▶ [Extracted text]
Multi-Dimensional Index (MDI)

In this section:

 

A multi-dimensional index (MDI) enables you to efficiently and flexibly retrieve information you need for business analysis. It looks at data differently from transaction processing systems in which the goal is to retrieve records based on a key. (WebFOCUS uses a B-tree index for this type of retrieval). The MDI is for retrieval only. It is not used for MODIFY or Maintain requests.

Business analysts may be interested in specific facts (data values, also called measures) about multiple categories of data in the data source. Categories of data, such as region or department, are referred to as dimensions. A multi-dimensional index uses dimensions and all of their hierarchical relationships to point to specific facts.

The MDI is a multi-field index that contains at least two dimensions. This index behaves like a virtual cube of values that intersect at measures of interest. The more dimensions used in a query, the better the retrieval performance.

For example, suppose that the CENTORD data source has an MDI with dimensions STATE, REGION, and PRODCAT. The MDI is used to retrieve the facts (LINEPRICE and QUANTITY data) that lie at the intersection of the dimension values specified in the following request:

TABLE FILE CENTORD
SUM QUANTITY LINEPRICE
WHERE REGION EQ 'EAST'
WHERE STATE EQ 'DC'
WHERE PRODCAT EQ 'Cameras'
END

The MDI also provides the following other retrieval enhancing features: MDI JOIN, Dimensional JOIN, MDI WITHIN, MAXVALUES, MDI Encoding, and AUTOINDEX for MDI.


Top of page

x
Specifying an MDI in the Access File

How to:

All MDI attributes are specified in the Access File for the data source. The only attribute needed in the Master File is the ACCESSFILE attribute to point to the Access File containing the MDI specifications.

An MDI can be partitioned into multiple MDI files. However, even if the data source on which the MDI is built is partitioned, each MDI partition spans all data source partitions.



x
Syntax: How to Specify an MDI in an Access File
MASTER = masterfile,$
    DATA = database_filename1,$
     .
     .
     .
    DATA = database_filenamen ,$
    MDI = mdiname, 
        TARGET_OF = segname ,$
        DIM = field1 [MAXVALUES = n1] [WITHIN = dimname1],$
          .
          .
          .
        DIM = fieldn [MAXVALUES = nn] [WITHIN = dimnamen],$
 
        MDIDATA = mdifile1 ,$
          .
          .
          .
        MDIDATA = mdifilen,$

where:

masterfile

Is the Master File name.

database_filename1, ..., database_filenamen

Are fully qualified physical file names in the syntax native to your operating environment. If the name contains blanks or special characters, it must be enclosed in single quotation marks. Multiple DATA declarations describe concatenated partitions.

mdiname

Is the logical name of the MDI.

segname

Is the segment that contains the facts pointed to by the MDI. If the target data is distributed among several segments, the target should be the top segment that contains MDI data in order to avoid the multiplicative effect.

▶ [Requirement] Please say whether each statement agrees with the multi-dimensional index text, answering yes or no and quoting the words that decide it: 1. The MDI can be used for MODIFY requests. 2. An MDI contains at least two dimensions. 3. All MDI attributes are specified in the Master File. The data that comes next is separate material, apart from the multi-dimensional index text.

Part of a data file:
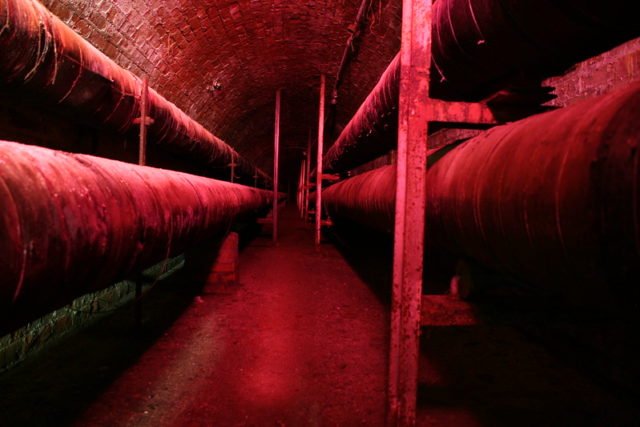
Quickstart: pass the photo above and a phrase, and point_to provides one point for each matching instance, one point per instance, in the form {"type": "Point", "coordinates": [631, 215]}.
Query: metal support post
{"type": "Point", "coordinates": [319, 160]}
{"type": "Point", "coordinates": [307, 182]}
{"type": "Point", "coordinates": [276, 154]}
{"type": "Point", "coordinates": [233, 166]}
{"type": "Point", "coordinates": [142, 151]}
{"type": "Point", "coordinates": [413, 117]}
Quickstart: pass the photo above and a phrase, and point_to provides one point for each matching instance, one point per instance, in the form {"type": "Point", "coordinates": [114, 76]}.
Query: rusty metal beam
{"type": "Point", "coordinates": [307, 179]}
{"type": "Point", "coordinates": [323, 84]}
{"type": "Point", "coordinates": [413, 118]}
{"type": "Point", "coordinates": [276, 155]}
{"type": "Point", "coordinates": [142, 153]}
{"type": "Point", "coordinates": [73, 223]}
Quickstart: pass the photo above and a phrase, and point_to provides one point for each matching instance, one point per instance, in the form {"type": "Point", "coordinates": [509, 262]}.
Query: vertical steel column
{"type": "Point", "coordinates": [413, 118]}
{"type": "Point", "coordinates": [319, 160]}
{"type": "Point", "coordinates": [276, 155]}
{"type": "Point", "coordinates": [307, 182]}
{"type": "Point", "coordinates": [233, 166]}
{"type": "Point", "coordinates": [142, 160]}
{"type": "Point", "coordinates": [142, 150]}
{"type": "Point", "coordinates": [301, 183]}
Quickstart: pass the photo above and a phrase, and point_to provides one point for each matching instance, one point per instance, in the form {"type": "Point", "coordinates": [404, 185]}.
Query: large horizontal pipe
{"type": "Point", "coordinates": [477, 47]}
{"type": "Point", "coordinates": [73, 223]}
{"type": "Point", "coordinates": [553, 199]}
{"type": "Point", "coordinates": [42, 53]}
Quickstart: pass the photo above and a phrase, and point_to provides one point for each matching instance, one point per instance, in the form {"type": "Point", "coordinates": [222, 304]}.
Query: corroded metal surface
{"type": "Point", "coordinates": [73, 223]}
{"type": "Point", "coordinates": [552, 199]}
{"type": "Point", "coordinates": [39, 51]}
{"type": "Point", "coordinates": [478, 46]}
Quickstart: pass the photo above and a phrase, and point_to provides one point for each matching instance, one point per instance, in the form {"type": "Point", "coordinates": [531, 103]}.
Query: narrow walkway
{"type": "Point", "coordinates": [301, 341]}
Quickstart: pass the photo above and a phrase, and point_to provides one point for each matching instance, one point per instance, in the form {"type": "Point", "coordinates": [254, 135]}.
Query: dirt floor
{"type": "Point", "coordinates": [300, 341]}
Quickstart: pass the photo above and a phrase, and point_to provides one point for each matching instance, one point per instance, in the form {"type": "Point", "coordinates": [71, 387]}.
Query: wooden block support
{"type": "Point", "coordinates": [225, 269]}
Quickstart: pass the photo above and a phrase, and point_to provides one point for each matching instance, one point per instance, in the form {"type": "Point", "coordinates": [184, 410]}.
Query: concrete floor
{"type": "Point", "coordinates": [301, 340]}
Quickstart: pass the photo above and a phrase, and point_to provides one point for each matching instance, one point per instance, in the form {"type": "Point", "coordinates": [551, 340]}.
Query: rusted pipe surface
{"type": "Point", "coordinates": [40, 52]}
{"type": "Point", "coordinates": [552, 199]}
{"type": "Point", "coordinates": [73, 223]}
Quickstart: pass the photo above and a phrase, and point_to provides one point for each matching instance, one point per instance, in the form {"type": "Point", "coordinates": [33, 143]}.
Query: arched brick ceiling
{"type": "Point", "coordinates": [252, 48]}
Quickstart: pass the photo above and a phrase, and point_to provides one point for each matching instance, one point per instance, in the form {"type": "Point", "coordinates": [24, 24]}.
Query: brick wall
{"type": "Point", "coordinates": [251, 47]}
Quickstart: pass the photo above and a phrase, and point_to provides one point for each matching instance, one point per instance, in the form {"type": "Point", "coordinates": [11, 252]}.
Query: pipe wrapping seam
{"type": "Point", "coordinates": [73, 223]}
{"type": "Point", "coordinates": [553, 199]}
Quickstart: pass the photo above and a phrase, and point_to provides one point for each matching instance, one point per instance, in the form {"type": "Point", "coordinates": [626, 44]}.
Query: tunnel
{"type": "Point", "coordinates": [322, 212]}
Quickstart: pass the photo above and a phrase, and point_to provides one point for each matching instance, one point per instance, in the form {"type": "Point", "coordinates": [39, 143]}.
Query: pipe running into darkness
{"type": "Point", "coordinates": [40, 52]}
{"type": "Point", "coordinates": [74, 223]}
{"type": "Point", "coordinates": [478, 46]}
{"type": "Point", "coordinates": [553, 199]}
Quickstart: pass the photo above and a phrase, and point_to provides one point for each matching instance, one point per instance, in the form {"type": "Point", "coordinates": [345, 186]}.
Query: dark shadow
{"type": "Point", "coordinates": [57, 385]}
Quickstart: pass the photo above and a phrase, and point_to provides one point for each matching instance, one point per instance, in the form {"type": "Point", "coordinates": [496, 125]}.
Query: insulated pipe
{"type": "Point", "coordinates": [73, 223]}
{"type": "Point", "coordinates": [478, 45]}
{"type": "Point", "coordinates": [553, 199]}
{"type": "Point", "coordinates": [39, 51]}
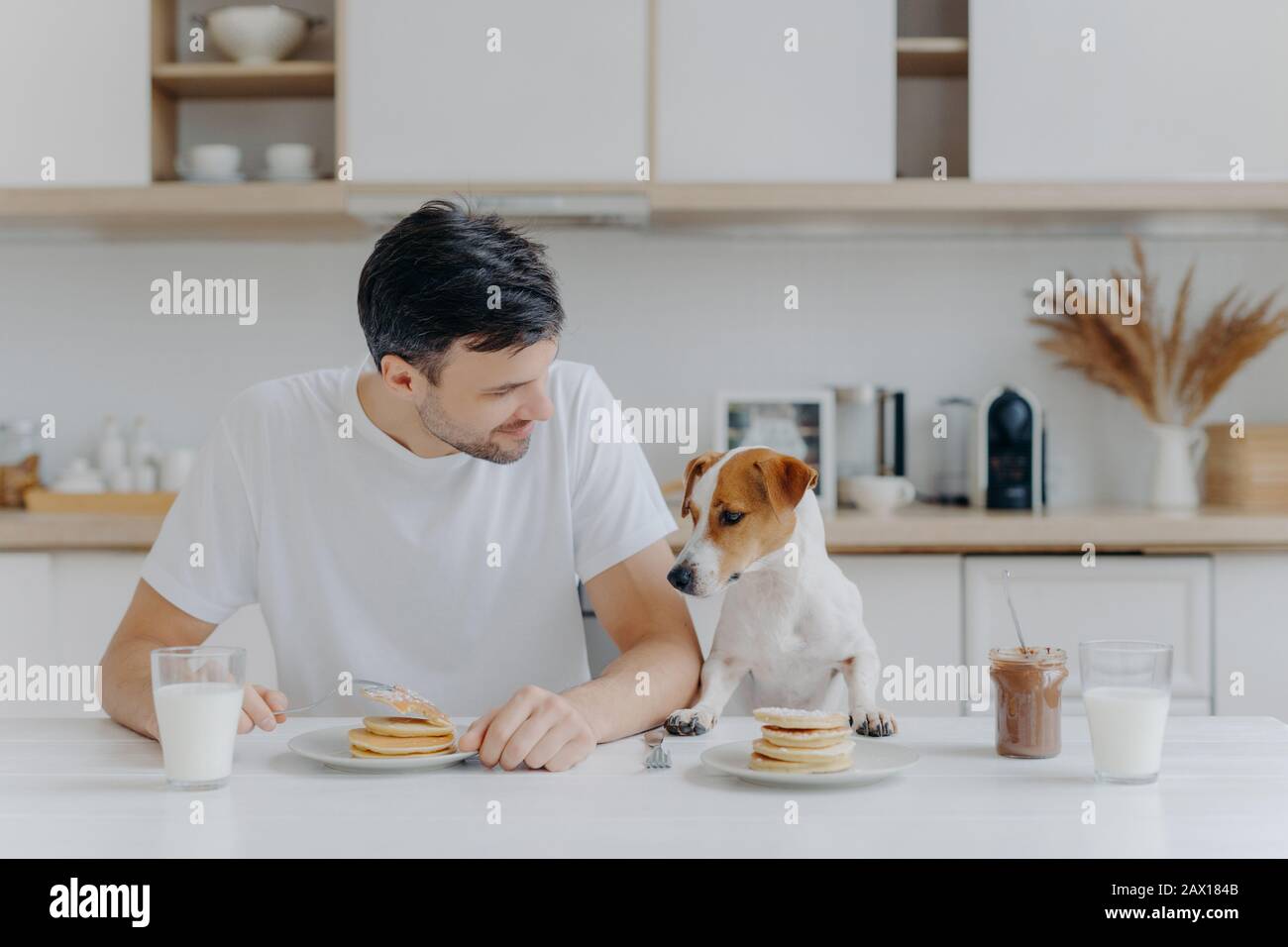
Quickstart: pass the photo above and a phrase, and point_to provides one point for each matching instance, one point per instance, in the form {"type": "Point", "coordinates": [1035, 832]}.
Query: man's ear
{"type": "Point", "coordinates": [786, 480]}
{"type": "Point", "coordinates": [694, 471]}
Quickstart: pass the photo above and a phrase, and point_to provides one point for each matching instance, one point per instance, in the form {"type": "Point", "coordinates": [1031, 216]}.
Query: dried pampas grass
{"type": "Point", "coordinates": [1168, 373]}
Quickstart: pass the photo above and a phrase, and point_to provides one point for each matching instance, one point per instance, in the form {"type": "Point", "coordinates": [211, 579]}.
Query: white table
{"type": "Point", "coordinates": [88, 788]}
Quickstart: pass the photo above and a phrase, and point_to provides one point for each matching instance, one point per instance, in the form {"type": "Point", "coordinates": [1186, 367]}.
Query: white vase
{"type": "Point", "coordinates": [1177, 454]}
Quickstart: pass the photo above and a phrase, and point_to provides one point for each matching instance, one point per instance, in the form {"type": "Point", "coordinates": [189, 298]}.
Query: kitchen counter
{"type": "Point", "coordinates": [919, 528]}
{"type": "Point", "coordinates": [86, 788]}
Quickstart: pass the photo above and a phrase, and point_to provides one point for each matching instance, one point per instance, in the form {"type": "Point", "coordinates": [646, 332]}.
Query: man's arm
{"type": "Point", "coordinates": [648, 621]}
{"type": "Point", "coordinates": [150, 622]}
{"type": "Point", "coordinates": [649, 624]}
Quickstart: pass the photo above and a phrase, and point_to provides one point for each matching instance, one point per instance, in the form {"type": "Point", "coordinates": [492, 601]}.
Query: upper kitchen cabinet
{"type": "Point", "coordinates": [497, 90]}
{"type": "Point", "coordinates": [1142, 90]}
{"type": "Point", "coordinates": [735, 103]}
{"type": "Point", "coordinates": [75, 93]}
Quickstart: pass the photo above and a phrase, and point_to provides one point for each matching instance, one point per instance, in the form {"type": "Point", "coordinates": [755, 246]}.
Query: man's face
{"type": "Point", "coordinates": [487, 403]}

▶ [Correct result]
1. No: "It is not used for MODIFY or Maintain requests."
2. Yes: "The MDI is a multi-field index that contains at least two dimensions."
3. No: "All MDI attributes are specified in the Access File for the data source."